_OBJECTIVE:_
Rewrite every line starting at the one containing "Practice. Annotate every instance of the framed" and ending at the one containing "x=457 y=266", both included, and leave all other lines out. Keep the sample positions as they are, but multiply each x and y coordinate in the answers by 2.2 and round to whole numbers, with halves rounding up.
[Start RECORDS PROVIDED]
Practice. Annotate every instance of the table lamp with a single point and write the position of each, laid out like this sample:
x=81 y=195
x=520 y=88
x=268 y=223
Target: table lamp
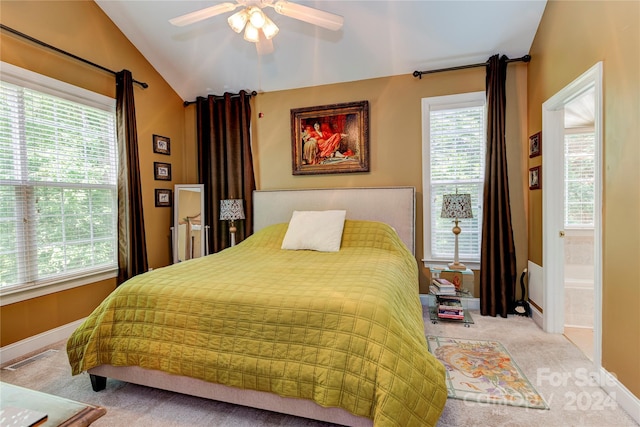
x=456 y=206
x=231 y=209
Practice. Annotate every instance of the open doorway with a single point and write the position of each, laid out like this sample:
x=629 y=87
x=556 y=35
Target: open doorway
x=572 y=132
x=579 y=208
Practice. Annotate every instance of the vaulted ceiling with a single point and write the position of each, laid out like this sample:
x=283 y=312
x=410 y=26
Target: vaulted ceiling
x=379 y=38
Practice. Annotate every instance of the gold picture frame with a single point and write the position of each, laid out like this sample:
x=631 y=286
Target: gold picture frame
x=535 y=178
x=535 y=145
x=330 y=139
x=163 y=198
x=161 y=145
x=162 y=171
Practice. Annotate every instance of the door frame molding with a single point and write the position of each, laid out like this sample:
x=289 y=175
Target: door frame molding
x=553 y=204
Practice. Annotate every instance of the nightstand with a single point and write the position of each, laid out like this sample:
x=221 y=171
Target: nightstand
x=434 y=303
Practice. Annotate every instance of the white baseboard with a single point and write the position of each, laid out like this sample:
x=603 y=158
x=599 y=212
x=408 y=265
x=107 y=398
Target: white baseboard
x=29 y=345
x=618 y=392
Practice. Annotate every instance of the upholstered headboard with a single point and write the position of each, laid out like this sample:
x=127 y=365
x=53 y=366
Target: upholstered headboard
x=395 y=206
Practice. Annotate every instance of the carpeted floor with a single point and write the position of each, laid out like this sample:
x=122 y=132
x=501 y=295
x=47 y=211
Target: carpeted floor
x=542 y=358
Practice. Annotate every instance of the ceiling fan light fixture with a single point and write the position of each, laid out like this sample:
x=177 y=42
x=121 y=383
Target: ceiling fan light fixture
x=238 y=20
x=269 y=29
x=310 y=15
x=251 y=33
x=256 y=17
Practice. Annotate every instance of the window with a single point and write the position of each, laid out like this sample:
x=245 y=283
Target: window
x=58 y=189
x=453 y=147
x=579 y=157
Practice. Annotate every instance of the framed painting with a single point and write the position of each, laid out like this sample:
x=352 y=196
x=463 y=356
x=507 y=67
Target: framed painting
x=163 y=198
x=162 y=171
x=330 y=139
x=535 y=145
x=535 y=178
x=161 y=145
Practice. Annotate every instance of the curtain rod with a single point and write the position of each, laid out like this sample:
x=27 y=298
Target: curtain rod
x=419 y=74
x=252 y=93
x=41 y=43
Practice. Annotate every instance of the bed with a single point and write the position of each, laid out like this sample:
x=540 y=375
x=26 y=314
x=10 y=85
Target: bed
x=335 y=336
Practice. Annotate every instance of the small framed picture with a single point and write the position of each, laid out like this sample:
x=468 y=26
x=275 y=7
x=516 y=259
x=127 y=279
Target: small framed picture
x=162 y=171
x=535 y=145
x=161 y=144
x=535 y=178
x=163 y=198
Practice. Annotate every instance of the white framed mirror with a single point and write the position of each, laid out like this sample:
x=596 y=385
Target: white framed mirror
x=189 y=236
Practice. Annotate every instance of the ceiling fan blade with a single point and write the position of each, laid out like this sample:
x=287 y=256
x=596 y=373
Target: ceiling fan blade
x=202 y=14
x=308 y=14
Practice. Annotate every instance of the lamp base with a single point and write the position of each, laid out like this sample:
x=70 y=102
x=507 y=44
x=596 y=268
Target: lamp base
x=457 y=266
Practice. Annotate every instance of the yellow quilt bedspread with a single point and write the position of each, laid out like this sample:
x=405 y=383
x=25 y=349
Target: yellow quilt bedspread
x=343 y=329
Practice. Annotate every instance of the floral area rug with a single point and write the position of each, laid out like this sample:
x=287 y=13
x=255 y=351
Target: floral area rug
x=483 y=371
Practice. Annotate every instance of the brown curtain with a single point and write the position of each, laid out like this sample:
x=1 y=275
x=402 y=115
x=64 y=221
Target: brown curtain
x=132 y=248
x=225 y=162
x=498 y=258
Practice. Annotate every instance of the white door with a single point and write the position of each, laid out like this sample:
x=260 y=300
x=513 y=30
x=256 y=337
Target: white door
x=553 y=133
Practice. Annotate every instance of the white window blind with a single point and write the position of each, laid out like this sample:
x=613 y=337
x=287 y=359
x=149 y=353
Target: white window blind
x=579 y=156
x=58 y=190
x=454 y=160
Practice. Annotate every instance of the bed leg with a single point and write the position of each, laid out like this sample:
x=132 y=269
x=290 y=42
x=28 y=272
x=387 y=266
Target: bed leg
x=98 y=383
[End RECORDS PROVIDED]
_ANSWER TO THIS EXERCISE:_
Practice. Annotate every instance of the framed painting with a single point and write the position of each, laid out like this sample:
x=352 y=196
x=463 y=356
x=507 y=67
Target: framed painting
x=359 y=436
x=356 y=376
x=726 y=306
x=1177 y=319
x=1177 y=392
x=354 y=319
Practice. Annotate every instance of the curtain rod with a single point and write the position of each, laid out like this sample:
x=27 y=298
Target: curtain rod
x=922 y=163
x=554 y=205
x=90 y=95
Practice. Annotate every instance of the bed with a single point and write the position of each, laid out like this sample:
x=540 y=375
x=26 y=314
x=10 y=85
Target: bed
x=737 y=739
Practice. Annotate every instance of the small framed picture with a single point and write the position of each, laid out like this sample:
x=468 y=26
x=275 y=7
x=516 y=259
x=127 y=279
Target: small framed picture
x=356 y=376
x=1177 y=319
x=354 y=317
x=1177 y=392
x=359 y=436
Practice. Annotate every instance of the white framed mirror with a single point and write the position of each, laid out like this sample:
x=596 y=385
Target: white framed mirror
x=416 y=519
Practice. Annotate every instance of the ceiling fan blade with a single point and write the position of each, laid out like this sample:
x=287 y=256
x=596 y=373
Target: ceiling fan blade
x=444 y=31
x=678 y=31
Practice. Annotate every instance of the lamp base with a single point and write the position of each, laid out like this sample:
x=70 y=102
x=507 y=44
x=596 y=268
Target: lamp base
x=1005 y=585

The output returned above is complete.